EXERCISE GOAL:
Render all of the data below as a numbered list, one line per item, with blank lines and the pictures omitted.

===

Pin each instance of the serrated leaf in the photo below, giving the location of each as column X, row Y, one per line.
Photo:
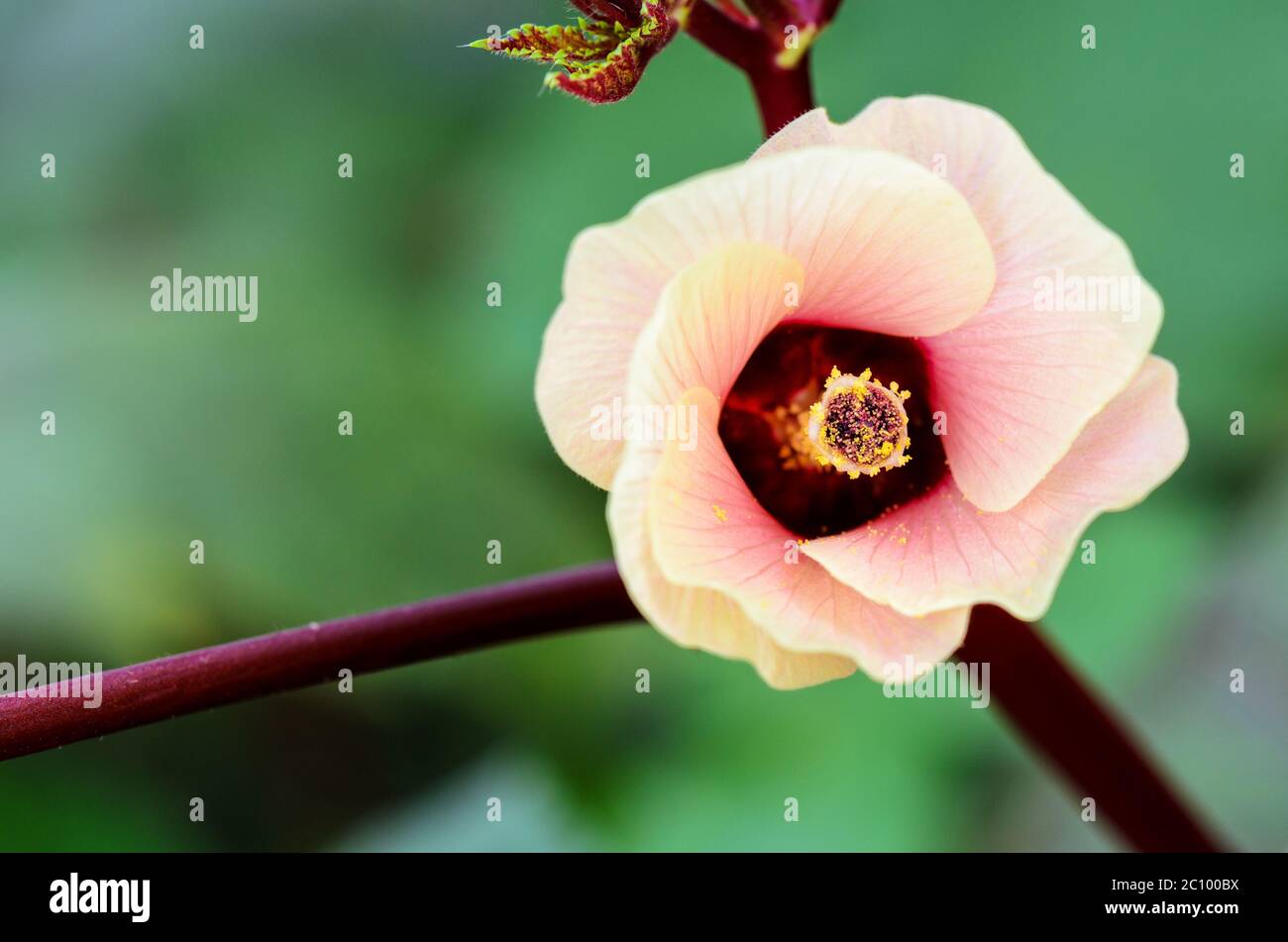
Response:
column 601, row 59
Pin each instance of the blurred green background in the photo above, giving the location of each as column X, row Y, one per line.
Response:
column 373, row 299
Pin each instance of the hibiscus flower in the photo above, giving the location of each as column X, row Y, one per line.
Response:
column 910, row 368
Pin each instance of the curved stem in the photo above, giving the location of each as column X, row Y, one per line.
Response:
column 1033, row 686
column 1061, row 718
column 314, row 654
column 782, row 94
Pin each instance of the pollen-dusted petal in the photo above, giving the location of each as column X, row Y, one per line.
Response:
column 885, row 246
column 696, row 616
column 750, row 559
column 1068, row 325
column 941, row 551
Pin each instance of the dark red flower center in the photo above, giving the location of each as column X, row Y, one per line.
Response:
column 809, row 427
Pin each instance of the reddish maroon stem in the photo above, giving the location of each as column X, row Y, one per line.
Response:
column 316, row 654
column 782, row 94
column 1043, row 699
column 1056, row 713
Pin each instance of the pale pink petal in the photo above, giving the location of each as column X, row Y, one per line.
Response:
column 941, row 551
column 709, row 319
column 695, row 616
column 1019, row 379
column 885, row 246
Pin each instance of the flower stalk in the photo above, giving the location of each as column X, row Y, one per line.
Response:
column 1034, row 688
column 774, row 55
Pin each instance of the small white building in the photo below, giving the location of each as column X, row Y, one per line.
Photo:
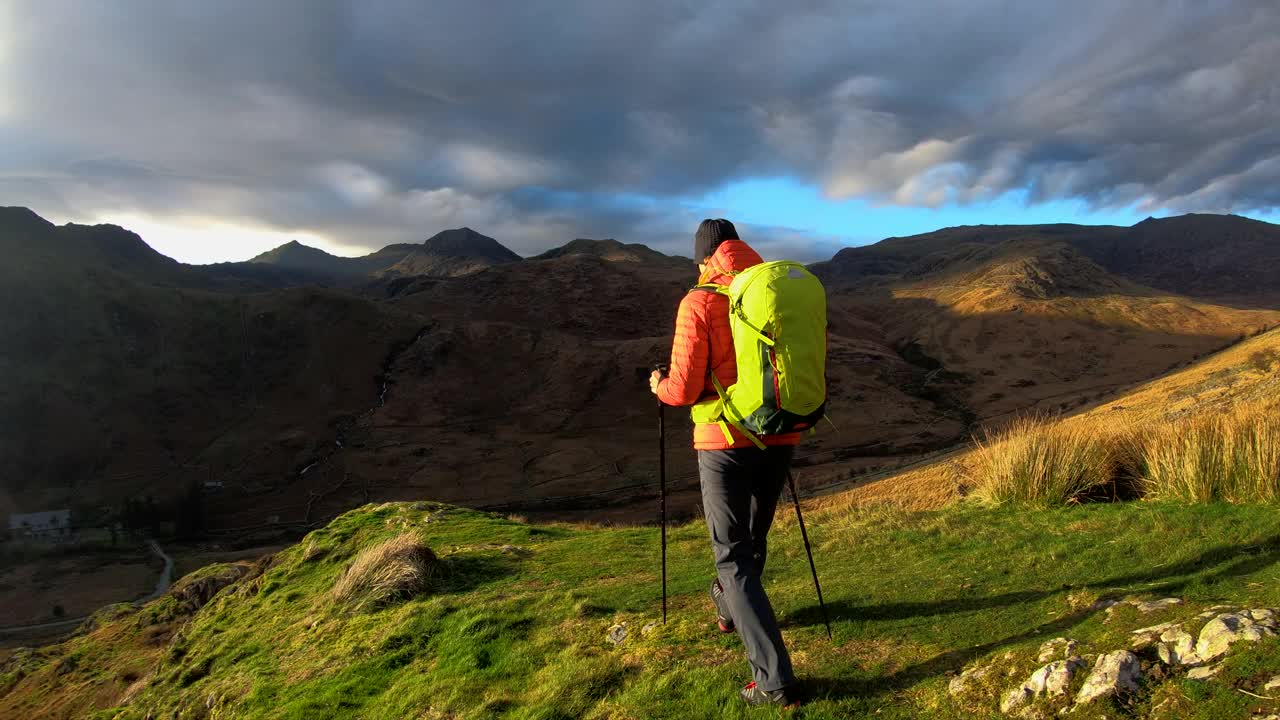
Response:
column 46, row 524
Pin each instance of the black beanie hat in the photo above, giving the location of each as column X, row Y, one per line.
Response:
column 709, row 235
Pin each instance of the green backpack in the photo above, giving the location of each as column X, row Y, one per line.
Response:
column 778, row 319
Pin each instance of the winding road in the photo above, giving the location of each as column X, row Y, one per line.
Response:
column 163, row 584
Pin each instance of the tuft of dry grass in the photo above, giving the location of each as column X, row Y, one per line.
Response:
column 1040, row 461
column 396, row 569
column 1233, row 455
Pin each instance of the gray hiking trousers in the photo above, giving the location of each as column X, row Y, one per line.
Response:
column 740, row 492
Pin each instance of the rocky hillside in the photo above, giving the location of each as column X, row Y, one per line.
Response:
column 126, row 383
column 1203, row 256
column 522, row 384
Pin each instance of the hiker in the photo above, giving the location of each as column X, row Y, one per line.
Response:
column 740, row 482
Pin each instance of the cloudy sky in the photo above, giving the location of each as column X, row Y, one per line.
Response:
column 219, row 130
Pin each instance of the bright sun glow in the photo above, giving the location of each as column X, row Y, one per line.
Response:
column 202, row 240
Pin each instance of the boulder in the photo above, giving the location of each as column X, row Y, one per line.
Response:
column 1176, row 647
column 1147, row 637
column 1205, row 673
column 1056, row 647
column 1229, row 628
column 1052, row 679
column 1114, row 673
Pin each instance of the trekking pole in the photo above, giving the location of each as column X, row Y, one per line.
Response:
column 662, row 493
column 813, row 569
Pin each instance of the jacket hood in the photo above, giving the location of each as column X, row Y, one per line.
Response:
column 731, row 258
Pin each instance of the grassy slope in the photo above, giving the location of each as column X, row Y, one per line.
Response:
column 521, row 632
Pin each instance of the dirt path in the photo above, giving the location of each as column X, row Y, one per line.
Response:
column 163, row 584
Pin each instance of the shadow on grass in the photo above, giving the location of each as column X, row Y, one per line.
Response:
column 1208, row 566
column 469, row 572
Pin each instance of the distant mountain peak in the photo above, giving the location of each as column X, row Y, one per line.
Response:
column 609, row 250
column 22, row 218
column 466, row 242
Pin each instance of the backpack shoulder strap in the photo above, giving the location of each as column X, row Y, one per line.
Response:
column 711, row 287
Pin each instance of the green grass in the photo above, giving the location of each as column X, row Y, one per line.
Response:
column 521, row 632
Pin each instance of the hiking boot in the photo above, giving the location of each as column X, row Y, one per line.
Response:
column 726, row 623
column 785, row 697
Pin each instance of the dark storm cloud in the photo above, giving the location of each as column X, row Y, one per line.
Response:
column 384, row 121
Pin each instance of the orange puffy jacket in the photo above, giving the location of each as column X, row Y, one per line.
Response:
column 704, row 343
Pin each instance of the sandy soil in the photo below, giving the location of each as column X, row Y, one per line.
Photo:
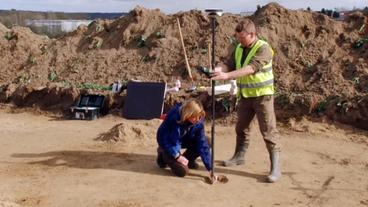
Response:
column 47, row 161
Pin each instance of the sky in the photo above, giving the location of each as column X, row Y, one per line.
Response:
column 171, row 6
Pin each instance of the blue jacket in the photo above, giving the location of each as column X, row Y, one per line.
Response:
column 172, row 136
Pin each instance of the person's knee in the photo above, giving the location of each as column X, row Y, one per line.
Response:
column 179, row 169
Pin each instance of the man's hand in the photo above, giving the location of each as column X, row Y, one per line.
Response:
column 181, row 159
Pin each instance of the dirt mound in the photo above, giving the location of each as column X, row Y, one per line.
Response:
column 320, row 63
column 3, row 29
column 131, row 134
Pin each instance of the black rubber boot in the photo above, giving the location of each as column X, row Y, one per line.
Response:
column 238, row 157
column 275, row 172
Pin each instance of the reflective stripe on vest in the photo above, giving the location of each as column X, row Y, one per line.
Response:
column 258, row 84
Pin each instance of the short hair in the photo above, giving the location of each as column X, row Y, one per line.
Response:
column 246, row 25
column 192, row 108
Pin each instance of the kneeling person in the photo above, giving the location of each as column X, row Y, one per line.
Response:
column 183, row 128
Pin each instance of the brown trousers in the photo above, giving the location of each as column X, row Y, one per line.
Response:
column 263, row 108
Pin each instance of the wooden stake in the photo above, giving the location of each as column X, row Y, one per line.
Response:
column 185, row 53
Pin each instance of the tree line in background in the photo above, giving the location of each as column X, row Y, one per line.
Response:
column 13, row 17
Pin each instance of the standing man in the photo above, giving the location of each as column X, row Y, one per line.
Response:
column 251, row 66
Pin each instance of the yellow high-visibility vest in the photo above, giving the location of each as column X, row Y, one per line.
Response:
column 257, row 84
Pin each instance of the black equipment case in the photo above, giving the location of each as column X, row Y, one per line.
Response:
column 89, row 107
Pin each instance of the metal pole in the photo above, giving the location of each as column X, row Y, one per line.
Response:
column 212, row 14
column 213, row 25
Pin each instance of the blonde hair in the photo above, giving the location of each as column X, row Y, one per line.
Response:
column 192, row 108
column 246, row 25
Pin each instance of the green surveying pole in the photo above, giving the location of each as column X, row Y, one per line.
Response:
column 212, row 13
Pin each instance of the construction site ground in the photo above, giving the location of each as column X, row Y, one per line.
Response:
column 48, row 161
column 321, row 80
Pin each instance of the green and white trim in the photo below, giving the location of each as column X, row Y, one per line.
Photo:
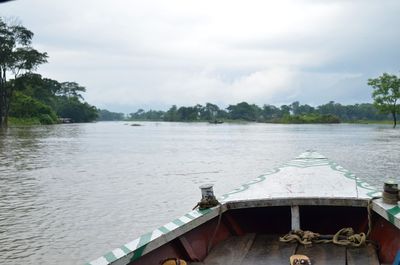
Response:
column 310, row 179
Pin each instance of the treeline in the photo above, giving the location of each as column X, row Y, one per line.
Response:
column 294, row 113
column 43, row 100
column 29, row 98
column 106, row 115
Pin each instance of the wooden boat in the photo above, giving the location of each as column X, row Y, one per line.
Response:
column 308, row 193
column 215, row 122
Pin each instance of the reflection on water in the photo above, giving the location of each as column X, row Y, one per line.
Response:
column 70, row 193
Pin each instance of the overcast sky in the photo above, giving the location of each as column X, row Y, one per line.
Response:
column 155, row 53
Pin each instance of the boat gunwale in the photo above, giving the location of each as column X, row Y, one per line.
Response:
column 170, row 231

===

OUTPUT FOR THIS TASK:
1. Pin each instance of the serrated leaf in the photo below, giving the location of each as column X, row Y, one per line.
2. Photo:
3. Response:
4. column 601, row 59
5. Pin each instance of the blurred green background in the photo above, giving the location of each as column X, row Y, one per line.
6. Response:
7. column 373, row 299
8. Pin each instance of the hibiscus flower in the photo above, giving the location of each as column X, row Y, one per line.
9. Response:
10. column 910, row 368
11. Pin each instance of the curved stem in the photo above, giving the location of each as column X, row Y, one per line.
12. Response:
13. column 1033, row 686
14. column 1061, row 718
15. column 314, row 654
16. column 782, row 94
17. Pin each instance of the pollen-dusted petal in the photo above, giving the location of each as column X, row Y, one per line.
18. Response:
19. column 885, row 246
20. column 696, row 616
21. column 750, row 559
22. column 1068, row 325
23. column 941, row 551
24. Pin each instance of the dark red flower center in the photo above, giving the location of each as column X, row Y, one per line.
25. Response:
26. column 809, row 427
27. Pin each instance of the reddish maroon stem in the photo above, giving the location of each as column X, row Y, one per line.
28. Response:
29. column 316, row 654
30. column 782, row 94
31. column 1043, row 699
32. column 1056, row 713
33. Pin each instance of the pale pink petal in the photo above, giving the location of each as column X, row Y, one per line.
34. Response:
35. column 941, row 551
36. column 709, row 319
37. column 695, row 616
38. column 1019, row 379
39. column 885, row 246
40. Pin each instance of the flower stalk in the photo above, giving the location of each as column X, row Y, one per line.
41. Response:
42. column 1034, row 688
43. column 774, row 55
44. Pin each instance of the small white building in the photo below, giving the location of each as column X, row Y, one per line.
45. Photo:
46. Response:
47. column 46, row 524
48. Pin each instance of the black beanie hat in the photo above, giving the location of each as column X, row Y, one per line.
49. Response:
50. column 709, row 235
51. Pin each instance of the green backpack in the photo above, giving the location of each as column X, row Y, one per line.
52. Response:
53. column 778, row 319
54. Pin each instance of the winding road in the photo above, giving the location of each as column X, row Y, one per line.
55. Response:
56. column 163, row 584
57. Pin each instance of the tuft of dry grass in the photo above, giving the location of each as column X, row Y, one per line.
58. Response:
59. column 1040, row 461
60. column 396, row 569
61. column 1233, row 455
62. Pin each instance of the gray hiking trousers in the photo above, giving the location of each as column X, row Y, one per line.
63. Response:
64. column 740, row 492
65. Pin each instance of the rocky hillside in the photo above, giving the location of each as column X, row Y, one per line.
66. Response:
67. column 126, row 383
68. column 1203, row 256
69. column 522, row 384
70. Pin each instance of the hiker in the photo above, giving the location of each as column X, row Y, one per line.
71. Response:
72. column 740, row 482
73. Pin each instance of the cloudy sky in the photo above, giving the location of each as column X, row Y, one per line.
74. Response:
75. column 219, row 130
76. Pin each instance of the bright sun glow in the photo above, giving the location of each as column X, row Y, one per line.
77. Response:
78. column 202, row 240
79. Pin each instance of the boulder in the photo above, giving the location of each as column X, row Y, one per line.
80. Response:
81. column 1176, row 647
82. column 1147, row 637
83. column 1205, row 673
84. column 1056, row 647
85. column 1229, row 628
86. column 1052, row 679
87. column 1114, row 673
88. Pin each instance of the trekking pole in the photo above, giving the location of each as column X, row Y, one per line.
89. Response:
90. column 662, row 493
91. column 813, row 569
92. Pin each instance of the jacket hood in the photo above, giving the location of each as column X, row Y, one per line.
93. Response:
94. column 731, row 258
95. Pin each instance of the grassy slope in the photo above, giving the location of each as column X, row Y, one per line.
96. Response:
97. column 521, row 632
98. Pin each instance of the dirt path in the photo above, giving the location of each as column X, row Y, one per line.
99. Response:
100. column 163, row 584
101. Pin each instance of the shadow on grass in the photo above, giving the location of each as column X, row Y, one per line.
102. Response:
103. column 1208, row 566
104. column 469, row 572
105. Pin each instance of the distant mountain peak in the photo above, giving the location of each as column X, row Y, one per line.
106. Response:
107. column 609, row 250
108. column 22, row 218
109. column 466, row 242
110. Pin each instance of the backpack shoulder strap in the photo above, giving the location of each as column X, row Y, one per line.
111. Response:
112. column 711, row 287
113. Pin each instance of the green grass in the photo above, giving the location of each as column X, row Y, one per line.
114. Response:
115. column 521, row 632
116. Pin each instance of the hiking boot in the photo above, giving the location of each as column X, row Y, one per line.
117. Response:
118. column 726, row 623
119. column 785, row 697
120. Pin each instance of the dark storm cloud in the photo above, giving the location of each as column X, row Y, one per line.
121. Response:
122. column 384, row 121
123. Pin each instance of the orange puffy jacket in the photo above, giving the location of each as column X, row Y, one per line.
124. Response:
125. column 704, row 343
126. Pin each instance of the sandy soil in the photo below, giving the location of each as column X, row Y, one per line.
127. Photo:
128. Response:
129. column 47, row 161
130. Pin each instance of the sky in the photo above, giving the location of each as column X, row Y, one per line.
131. Response:
132. column 171, row 6
133. Pin each instance of the blue jacket in the photo above, giving the location of each as column X, row Y, one per line.
134. Response:
135. column 172, row 136
136. Pin each instance of the person's knee in the photo above, giving the location of each as column X, row Y, one per line.
137. Response:
138. column 179, row 169
139. Pin each instance of the man's hand in the photo above, giving the location of each as column X, row Y, one per line.
140. Response:
141. column 181, row 159
142. Pin each instance of the dirt mound in the photo above, giving the location of each as column X, row Y, one per line.
143. Response:
144. column 320, row 63
145. column 3, row 29
146. column 131, row 134
147. Pin each instance of the black rubber boot in the photo above, giving the location of each as column X, row Y, one per line.
148. Response:
149. column 238, row 157
150. column 275, row 172
151. Pin each instance of the reflective stripe on vest in the photo above, giving the location of each as column X, row Y, one per line.
152. Response:
153. column 258, row 84
154. Pin each instance of the short hair in the photo above, giving the location of each as column X, row Y, one per line.
155. Response:
156. column 246, row 25
157. column 192, row 108
158. Pin each instance of the kneeling person in the photo above, giving the location of each as column X, row Y, one per line.
159. Response:
160. column 183, row 128
161. Pin each instance of the brown trousers in the photo above, giving the location of each as column X, row Y, one per line.
162. Response:
163. column 263, row 108
164. Pin each instance of the wooden stake in the photo above, giving the location of each as column X, row Y, one per line.
165. Response:
166. column 185, row 53
167. Pin each instance of the tree line in background in the photo above, giving the location of each as column X, row Y, one per line.
168. Response:
169. column 13, row 17
170. Pin each instance of the standing man in the photo above, giving the location of each as column X, row Y, one per line.
171. Response:
172. column 251, row 66
173. Pin each instance of the yellow high-visibility vest in the photo above, giving the location of each as column X, row Y, one per line.
174. Response:
175. column 257, row 84
176. Pin each instance of the black equipment case in the photo above, giving the location of each as column X, row Y, one per line.
177. Response:
178. column 89, row 107
179. Pin each instance of the metal pole in the photo above, giving the location of each as column X, row Y, one per line.
180. Response:
181. column 212, row 14
182. column 213, row 25
183. Pin each instance of the blonde hair in the photo above, giving the location of each as column X, row Y, one per line.
184. Response:
185. column 192, row 108
186. column 246, row 25
187. Pin each instance of the green surveying pole in the photo above, giving the location of each as column X, row Y, one per line.
188. Response:
189. column 212, row 13
190. Pin each instance of the construction site ground in the photo above, giving the location of each as column X, row Y, one per line.
191. Response:
192. column 48, row 161
193. column 321, row 80
194. Pin each instance of the green and white trim in the photo below, giving the location of each as column X, row Y, one per line.
195. Photo:
196. Response:
197. column 310, row 179
198. Pin each instance of the treeline in the photo above, giving the location of each as column X, row Y, one per line.
199. Response:
200. column 294, row 113
201. column 43, row 100
202. column 29, row 98
203. column 106, row 115
204. Pin each instance of the wooden boat in the photo above, giving the location of each as column X, row Y, one per line.
205. Response:
206. column 308, row 193
207. column 215, row 122
208. Pin each instance of the reflection on water in the photo above, giving the location of each as column X, row Y, one per line.
209. Response:
210. column 70, row 193
211. Pin each instance of the overcast sky in the photo above, giving the location of each as column X, row Y, one per line.
212. Response:
213. column 155, row 53
214. Pin each instance of the boat gunwale in the photo above, giving the location of each as column X, row Y, one per line.
215. Response:
216. column 170, row 231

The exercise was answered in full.